Excerpt:
•••••
Concluding Observations: 

The federal government has embarked on a new role in transportation by 
designating an unprecedented amount of federal funds for high speed 
passenger rail. Federal, state, and local officials have welcomed the 
investment and have cited the possible public benefits of passenger 
rail service for the nation, regions, states, and communities. 
However, this new opportunity will come with many years of planning, 
testing, and construction, and brings new concerns. While the rail 
industry and some states are ready to take advantage of this 
opportunity, the federal government and many states do not have any 
experience in contracting for intercity passenger rail service. States 
that have established intercity passenger rail service have taken 
years to build public support, secure funding, obtain equipment, and 
manage their services. More passenger rail service, especially 
services at higher and high speeds, will require new safety rules, 
constant public capital investment and operating subsidies, and 
balance with freight rail service and the rest of the national 
transportation system--and currently only some of these elements are 
in place.
•••••
Excerpted data:
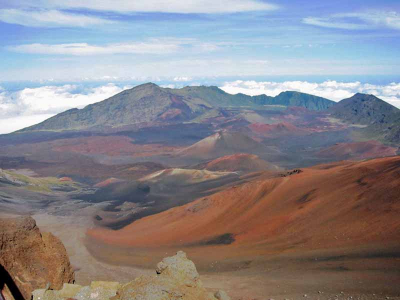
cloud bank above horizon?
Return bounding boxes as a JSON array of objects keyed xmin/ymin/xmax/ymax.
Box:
[{"xmin": 0, "ymin": 78, "xmax": 400, "ymax": 134}]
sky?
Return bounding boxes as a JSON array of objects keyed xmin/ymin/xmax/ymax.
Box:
[{"xmin": 0, "ymin": 0, "xmax": 400, "ymax": 133}]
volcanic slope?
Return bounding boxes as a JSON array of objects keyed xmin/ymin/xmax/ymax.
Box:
•••••
Requirements:
1. From the concluding observations on high speed passenger rail, copy out the stretch from "The federal government has" through "states, and communities.".
2. According to the concluding observations on high speed passenger rail, what have states with established intercity passenger rail service taken years to do? List every one.

Answers provided:
1.
The federal government has embarked on a new role in transportation by 
designating an unprecedented amount of federal funds for high speed 
passenger rail. Federal, state, and local officials have welcomed the 
investment and have cited the possible public benefits of passenger 
rail service for the nation, regions, states, and communities.

2.
- Build public support
- Secure funding
- Obtain equipment
- Manage their services